Your response should consist of the lines below, printed exactly.
- - -
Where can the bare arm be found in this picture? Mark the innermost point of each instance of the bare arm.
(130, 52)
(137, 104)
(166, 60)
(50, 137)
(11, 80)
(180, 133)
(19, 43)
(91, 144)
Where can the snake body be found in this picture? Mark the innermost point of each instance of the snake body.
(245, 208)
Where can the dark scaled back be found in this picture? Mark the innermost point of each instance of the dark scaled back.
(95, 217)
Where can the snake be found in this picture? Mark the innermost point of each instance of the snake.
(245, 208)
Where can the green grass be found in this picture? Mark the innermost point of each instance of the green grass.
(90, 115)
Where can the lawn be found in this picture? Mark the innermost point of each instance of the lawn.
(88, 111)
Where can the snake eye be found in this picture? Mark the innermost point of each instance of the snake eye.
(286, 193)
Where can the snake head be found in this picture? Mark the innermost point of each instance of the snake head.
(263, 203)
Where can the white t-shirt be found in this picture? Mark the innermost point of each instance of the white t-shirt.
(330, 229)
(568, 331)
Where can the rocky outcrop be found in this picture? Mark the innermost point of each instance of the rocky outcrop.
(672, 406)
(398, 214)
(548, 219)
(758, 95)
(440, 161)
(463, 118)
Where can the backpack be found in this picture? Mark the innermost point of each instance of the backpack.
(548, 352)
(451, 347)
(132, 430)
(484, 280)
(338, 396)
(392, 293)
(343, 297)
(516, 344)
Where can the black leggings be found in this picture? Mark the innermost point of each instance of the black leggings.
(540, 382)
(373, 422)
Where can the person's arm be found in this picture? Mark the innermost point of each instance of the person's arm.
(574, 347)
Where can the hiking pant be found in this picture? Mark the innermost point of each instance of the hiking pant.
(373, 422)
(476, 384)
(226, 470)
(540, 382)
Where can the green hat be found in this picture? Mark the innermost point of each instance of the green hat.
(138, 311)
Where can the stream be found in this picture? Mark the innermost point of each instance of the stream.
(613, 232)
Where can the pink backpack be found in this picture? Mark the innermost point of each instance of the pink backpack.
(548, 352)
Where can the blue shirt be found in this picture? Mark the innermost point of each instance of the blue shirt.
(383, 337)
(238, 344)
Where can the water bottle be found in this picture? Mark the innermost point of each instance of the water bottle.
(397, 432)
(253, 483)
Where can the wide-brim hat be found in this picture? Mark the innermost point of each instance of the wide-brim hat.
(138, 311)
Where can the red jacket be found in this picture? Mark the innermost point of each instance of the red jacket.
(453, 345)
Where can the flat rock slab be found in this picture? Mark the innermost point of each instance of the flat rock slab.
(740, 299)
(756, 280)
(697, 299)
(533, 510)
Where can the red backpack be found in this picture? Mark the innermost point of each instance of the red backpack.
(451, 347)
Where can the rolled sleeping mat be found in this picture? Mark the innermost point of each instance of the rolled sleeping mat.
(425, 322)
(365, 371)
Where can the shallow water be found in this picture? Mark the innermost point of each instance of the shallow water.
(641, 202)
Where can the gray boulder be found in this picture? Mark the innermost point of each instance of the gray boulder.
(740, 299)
- - -
**OUTPUT OF THE TASK:**
Where can the bare arm be found in this picture? Mark the innermost point of each instance of the bare arm.
(130, 52)
(137, 104)
(166, 60)
(50, 137)
(11, 80)
(180, 133)
(19, 43)
(91, 144)
Where can the snake body be found in this picture? Mark the innermost point of each instance of the snake body.
(245, 208)
Where can the dark scaled back be found in this picture? Mark the innermost point of each instance of the dark scaled back.
(95, 217)
Where can the snake be found in this picture? Mark the innermost point of each instance of the snake.
(245, 208)
Where can the green grass be found in this picture? Mark the innermost point of each instance of the green grass.
(90, 115)
Where can the lawn be found in this picture? Mark the innermost point of each instance of the lawn.
(88, 111)
Where can the snake eye be found in this picture? Mark the innermost point of each instance of the snake eye.
(286, 193)
Where can the snake head be found in this picture? Mark the innermost point of each instance of the snake head.
(263, 203)
Where can the white t-shirt be found in this picture? Mark the innermost point of each instance of the white t-shirt.
(330, 229)
(568, 331)
Where can the rocky outcrop be found in this picture? Mark the innermost point of each instance of the rocky outcrop.
(672, 406)
(398, 214)
(548, 219)
(758, 95)
(440, 161)
(463, 118)
Where can the backpack be found in this picture? Mark the innermost point of each instance of the backpack.
(548, 352)
(451, 347)
(132, 430)
(484, 280)
(338, 396)
(392, 293)
(343, 297)
(516, 344)
Where can the black leggings be found in this picture? Mark the innermost point of each instance of the black leggings.
(540, 382)
(373, 422)
Where can the person's arm be found in this picture? Mark the innermost point of each instance of the person's arm.
(574, 347)
Where can the hiking pant be found in this picture? Mark the innermost point of each instance of the hiking pant.
(373, 422)
(476, 384)
(226, 470)
(540, 382)
Where can the green hat be found in this picture? Mark the innermost point of each instance of the green hat.
(138, 311)
Where can the stream be found in this picture? Mark the innermost point of each instance of the stream.
(613, 232)
Where can the pink backpack be found in this picture? Mark the innermost point of each instance of the pink backpack.
(548, 352)
Where can the blue shirt be found in this picture? Mark the innermost point of each instance of the blue shirt.
(383, 337)
(238, 344)
Where can the water bottle be found in this picture? Mark the innermost point of each instance of the water bottle.
(397, 432)
(253, 483)
Where can the wide-brim hat be found in this picture? Mark the innermost point of each instance of the wide-brim hat.
(138, 311)
Where can the red jacket be found in this picture? Mark the innermost point of each instance of the red jacket.
(453, 345)
Where can the flat rock slab be found in this picture? Mark the innermost point of each instance of the flat rock slab.
(740, 299)
(756, 280)
(697, 299)
(533, 510)
Where can the red backpack be found in this picture? Mark the innermost point of each instance of the red backpack.
(451, 347)
Where can the rolled sleeping mat be found in this picture? Mark the innermost point of each instance of the rolled sleeping mat.
(425, 322)
(365, 371)
Where can the shallow water be found in this picture? Mark the innermost point of each instance of the shallow water.
(641, 202)
Where can the gray boulder be found in this picture? Mark the innermost point of each instance of the gray boulder.
(740, 299)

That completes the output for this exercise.